::: Texte à lire :::
Que la bête meure...

Larvatus prodeo

 

Réédition de Que la bête meure…, de l’Anglo-Irlandais Nicholas Blake. Roman policier mémorable dans lequel, comme dans tous les grands classiques du genre, l’enquête amène l’enquêteur à s’interroger sur lui-même.

 

Au fond, le secret des grandes œuvres est assez simple : la plupart d’entre elles osent commencer là où d’autres se termineraient avec le sentiment du devoir accompli. Voyez la suffisance de Mozart, qui n’hésite pas à nous offrir trois heures de Don Giovanni après une ouverture qui suffit amplement à prouver son génie. Voyez les « Bond », qui entrent dans le vif du sujet après des prégénériques plus inventifs et plus riches que bien des longs métrages. Voyez comment les premiers paragraphes des romans de Balzac sont souvent des « romans potentiels » à eux tout seuls.
::: Extrait de données :::
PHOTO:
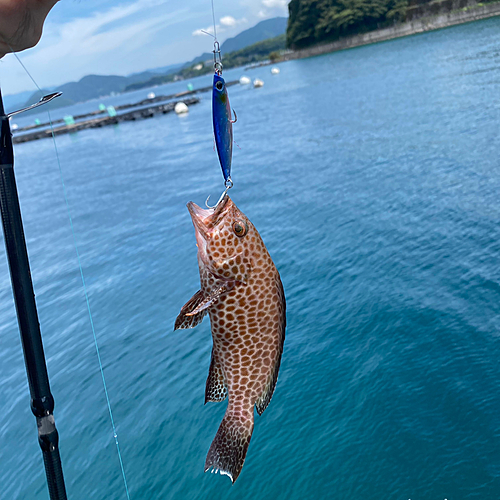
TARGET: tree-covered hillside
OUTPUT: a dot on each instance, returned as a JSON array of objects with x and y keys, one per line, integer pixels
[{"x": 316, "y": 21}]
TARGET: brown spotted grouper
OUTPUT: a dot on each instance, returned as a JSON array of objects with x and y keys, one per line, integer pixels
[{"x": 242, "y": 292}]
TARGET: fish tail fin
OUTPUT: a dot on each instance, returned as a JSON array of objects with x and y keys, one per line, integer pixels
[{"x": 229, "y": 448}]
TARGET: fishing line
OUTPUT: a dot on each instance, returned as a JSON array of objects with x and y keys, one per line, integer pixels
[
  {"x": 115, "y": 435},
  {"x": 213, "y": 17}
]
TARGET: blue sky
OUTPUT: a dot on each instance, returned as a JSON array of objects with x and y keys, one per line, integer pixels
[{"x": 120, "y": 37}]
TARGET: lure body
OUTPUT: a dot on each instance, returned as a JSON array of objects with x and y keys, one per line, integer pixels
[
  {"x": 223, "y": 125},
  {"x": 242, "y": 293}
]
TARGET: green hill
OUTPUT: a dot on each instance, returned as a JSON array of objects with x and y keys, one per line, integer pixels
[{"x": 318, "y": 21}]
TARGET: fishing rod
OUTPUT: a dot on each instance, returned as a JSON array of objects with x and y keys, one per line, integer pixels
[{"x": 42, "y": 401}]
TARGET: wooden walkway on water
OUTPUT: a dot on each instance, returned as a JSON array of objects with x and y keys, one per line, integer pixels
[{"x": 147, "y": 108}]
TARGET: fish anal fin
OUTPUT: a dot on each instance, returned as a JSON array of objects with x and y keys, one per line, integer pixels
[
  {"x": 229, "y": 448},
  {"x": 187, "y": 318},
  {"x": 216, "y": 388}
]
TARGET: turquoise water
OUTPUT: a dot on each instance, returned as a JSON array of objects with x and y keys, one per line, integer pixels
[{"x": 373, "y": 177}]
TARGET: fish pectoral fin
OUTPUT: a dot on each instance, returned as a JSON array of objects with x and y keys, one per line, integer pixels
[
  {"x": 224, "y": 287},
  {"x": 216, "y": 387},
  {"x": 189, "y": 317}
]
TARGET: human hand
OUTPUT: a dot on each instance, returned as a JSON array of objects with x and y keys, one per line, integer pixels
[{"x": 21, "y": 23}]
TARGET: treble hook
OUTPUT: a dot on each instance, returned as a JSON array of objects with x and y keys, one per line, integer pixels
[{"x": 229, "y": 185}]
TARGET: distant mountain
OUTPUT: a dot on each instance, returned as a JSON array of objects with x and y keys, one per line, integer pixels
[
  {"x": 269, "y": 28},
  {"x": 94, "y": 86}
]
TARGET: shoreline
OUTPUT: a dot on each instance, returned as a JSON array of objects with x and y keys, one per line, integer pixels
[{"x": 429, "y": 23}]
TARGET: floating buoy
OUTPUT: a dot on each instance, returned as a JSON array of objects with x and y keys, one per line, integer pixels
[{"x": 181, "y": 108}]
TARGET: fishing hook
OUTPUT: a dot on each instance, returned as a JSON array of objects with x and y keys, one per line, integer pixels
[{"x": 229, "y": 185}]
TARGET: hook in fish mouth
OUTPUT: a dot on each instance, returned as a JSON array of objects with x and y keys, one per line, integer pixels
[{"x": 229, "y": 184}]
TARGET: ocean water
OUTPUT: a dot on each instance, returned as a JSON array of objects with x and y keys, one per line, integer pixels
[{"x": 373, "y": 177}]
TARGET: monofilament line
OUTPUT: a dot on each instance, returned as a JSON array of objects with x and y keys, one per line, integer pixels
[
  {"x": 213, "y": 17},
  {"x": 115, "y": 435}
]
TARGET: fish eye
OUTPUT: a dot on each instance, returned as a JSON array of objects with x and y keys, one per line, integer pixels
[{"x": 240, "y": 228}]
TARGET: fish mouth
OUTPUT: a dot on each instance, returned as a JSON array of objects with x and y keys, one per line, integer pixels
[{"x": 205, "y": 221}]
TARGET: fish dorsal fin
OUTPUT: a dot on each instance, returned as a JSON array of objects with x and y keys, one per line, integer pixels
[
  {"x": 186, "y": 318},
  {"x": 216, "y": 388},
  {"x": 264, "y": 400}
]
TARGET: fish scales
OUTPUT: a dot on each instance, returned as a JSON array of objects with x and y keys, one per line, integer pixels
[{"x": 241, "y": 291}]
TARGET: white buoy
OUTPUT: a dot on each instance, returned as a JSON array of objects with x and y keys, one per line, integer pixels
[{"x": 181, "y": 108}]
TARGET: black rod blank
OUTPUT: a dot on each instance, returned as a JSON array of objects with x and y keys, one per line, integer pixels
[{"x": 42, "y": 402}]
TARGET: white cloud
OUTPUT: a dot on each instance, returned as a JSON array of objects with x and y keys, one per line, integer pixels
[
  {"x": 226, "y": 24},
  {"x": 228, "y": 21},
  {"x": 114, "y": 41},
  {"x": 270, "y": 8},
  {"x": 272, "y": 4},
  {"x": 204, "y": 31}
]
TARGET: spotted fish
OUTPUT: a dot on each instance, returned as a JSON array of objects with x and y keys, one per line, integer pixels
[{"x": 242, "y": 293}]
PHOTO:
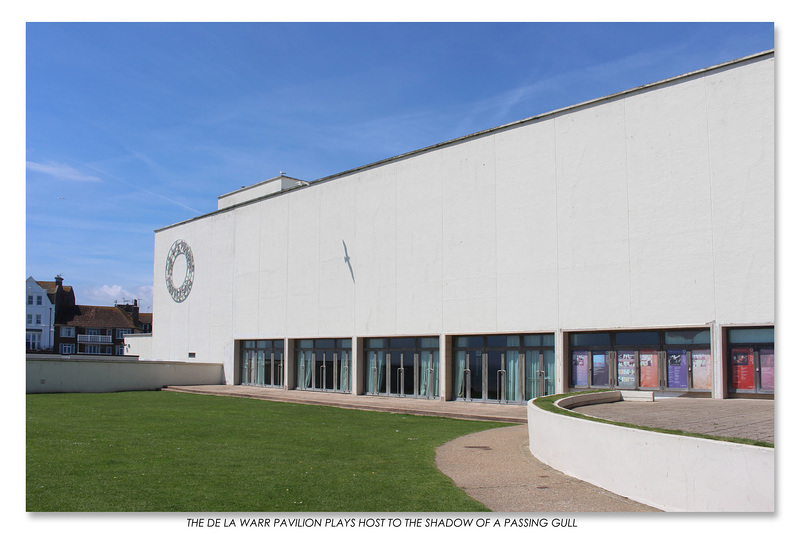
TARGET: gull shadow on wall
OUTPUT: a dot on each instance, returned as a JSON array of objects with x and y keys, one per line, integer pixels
:::
Consignes —
**1)** Répondez à ces questions sur l'article consacré au roman de Nicholas Blake :
(a) D'où vient Nicholas Blake, d'après l'article ?
(b) Combien d'heures de Don Giovanni Mozart nous offre-t-il après l'ouverture ?
(c) Que sont souvent les premiers paragraphes des romans de Balzac ?
**2)** Reprenez l'article consacré au roman de Nicholas Blake à la suite de sa dernière phrase.

Réponses —
**1)**
(a) Il est anglo-irlandais.
(b) Trois heures.
(c) Des « romans potentiels » à eux tout seuls.

**2)**
 

Le roman de Nicholas Blake Que la bête meure…, qui a inspiré à Chabrol l’un de ses meilleurs films, est réédité aujourd’hui, soixante-dix ans après sa parution initiale, parce qu’il a la même audace. Un père dont le fils a été tué par un chauffard qui a pris la fuite entreprend de mener lui-même l’enquête et de se venger. En quelques semaines, autrement dit au bout d’une cinquantaine de pages à peine, il retrouve le coupable ‒ qui, garagiste de son état, avait réussi à déjouer les recherches de la police en effaçant lui-même toute trace de l’accident sur sa voiture. Il ne reste plus qu’à passer à l’acte pour que justice soit faite, mais c’est alors que les choses se compliquent et que la véritable enquête commence. Suivant une tradition qui, tout bien considéré, remonte à Œdipe roi. Ce père, qui consigne les différentes étapes de sa vengeance dans une espèce de journal ‒ écrivain professionnel, il ne résiste pas à ses réflexes d’écrivain ‒, s’engage sans le savoir dans une vertigineuse interrogation sur lui-même.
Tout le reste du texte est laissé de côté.